Consigna 1
Responde estas preguntas sobre el texto de los camareros:
(a) ¿Qué le traía el señor Puig al cliente que le pedía una cerveza?
(b) ¿En qué plaza estaba el bar "Blokske"?
(c) ¿Qué soltaba el camarero belga al pasar cerca de una mesa de clientes bien conocidos?
Consigna 2
Sigue el texto sobre los camareros a partir de su última frase.

Texto del ejercicio
==================================================
Otras virtudes –que casi no se tendrían que comentar- forman parte de su preparación técnica: saber llevar la bandeja con dignidad, la servilleta colgando del brazo de forma elegante, abriendo (sin estrépito ni sobresaltos) botellas y botellines, teniendo los movimientos corporales controlados y bien coordinados, y aparentando un estado de limpieza impecable y aseo ineluctable, etc.
Tengo la impresión que, con estos antecedentes, van quedando pocos, poquísimos, que reúnan algunas de estas premisas descritas. Me viene, ahora mismo, el señor Puig –gran Camarero (sí, con mayúscula)- que, tranquilamente, solicitaba a los clientes qué deseaban tomar (con una educación exquisita) y luego les traía, exactamente, lo qué a él le daba la gana. Siempre, siempre, acertaba. Cuando alguien le decía “Puig, yo quiero una cerveza”, el tal señor camarero –después de mirarle someramente- le traía un zumo de tomate. Al cabo de poco, el cliente, sin rechistar y con cara de convencimiento, le soltaba “Puig, cojonudo el zumo de tomate: es exactamente lo que me apetecía…”.
Recuerdo, también, un excelso camarero belga, muy belga él, en una bar llamado “Blokske” ( constructor de zuecos), en la Place de la Paix, en Èvere, Bruselas, Bélgica que –con todas las virtudes dignas del mejor camarero- cuando pasaba cerca de una mesa de clientes bien conocidos, soltaba un adjetivo (como quien no quiere la cosa)…que, casualmente, era el adjetivo que la conversación necesitaba. Era un crack. También siempre, acertaba. Hay que tener mucha clase para poder llevar a término este cometido con gentileza y distinción.
==================================================
Datos para ubicar texto en regiones:
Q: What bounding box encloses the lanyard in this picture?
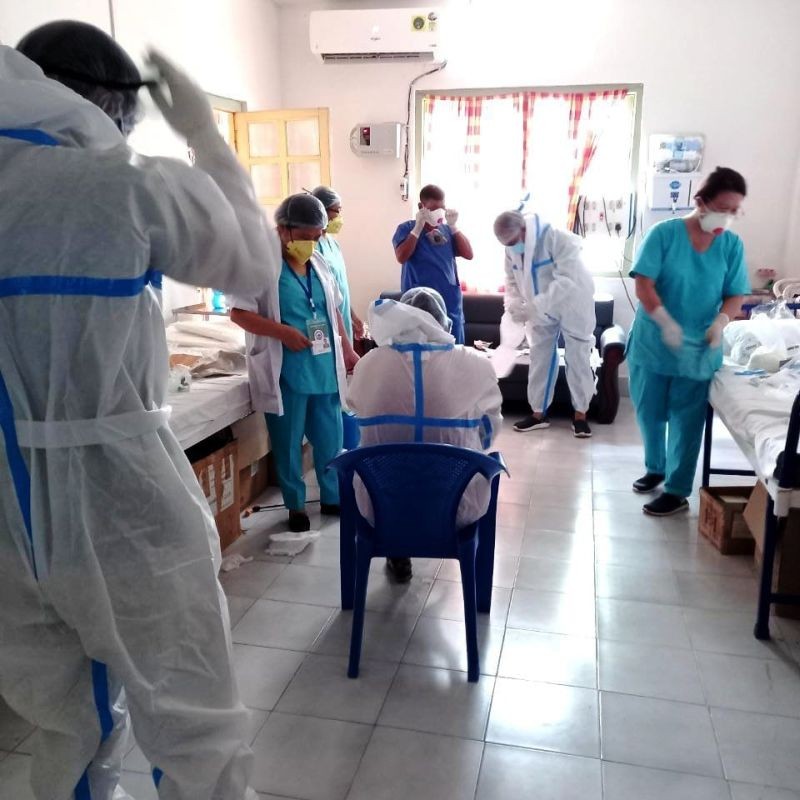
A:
[289,265,317,319]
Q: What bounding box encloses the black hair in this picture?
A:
[419,183,444,203]
[695,167,747,203]
[17,20,145,134]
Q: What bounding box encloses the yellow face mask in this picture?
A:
[325,217,344,234]
[286,239,317,264]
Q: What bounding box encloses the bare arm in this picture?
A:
==================================================
Respuesta 1
(a) Un zumo de tomate.
(b) En la Place de la Paix, en Èvere, Bruselas.
(c) Un adjetivo, justo el que la conversación necesitaba.

Respuesta 2
Como Eugenio d’Ors decía de las tortugas, hoy –hablando de camareros actuales- ya no se “hacen” de estas cosas…
Puede que -en la rabiosa actualidad de estos meses del año 2020, en plena confinación de la población humana a causa del cabronazo virus apellidado Corona Virus o más científicamente Covid 19- los establecimientos públicos de restauración (bares, restaurantes, etc.) no vuelvan a abrir jamás de los jamases; por aquello del contagio y del miedo que provoca. En todo caso, respecto de la profesionalidad de los camareros actuales, no nos vamos a perder nada del otro mundo. Nos serviremos mejor nosotros mismos en nuestras propias casas. O, por lo menos, nos evitaremos las trágicas escenas del típico (cada vez más) camarero borde, maleducado, gandul y manifiestamente grosero y descortés que -avistando a un o unos nuevos clientes- les planta, así, por las buenas o por las malas, un rostro desencajado, con la sonrisa hecha trizas y una faz desfavorable a cualquier posibilidad de acuerdo y con la clásica expresión de “¡joder, que mala leche tengo: otros gilipollas a los que tener que servirles, mecagüen diez!”. La característica principal de esos sujetos (contrariamente a lo hemos comentado anteriormente) suele ser la estupidez conectada, directamente, a su sistema nervioso; sobre todo, a su paso por lo que les queda de masa cerebral.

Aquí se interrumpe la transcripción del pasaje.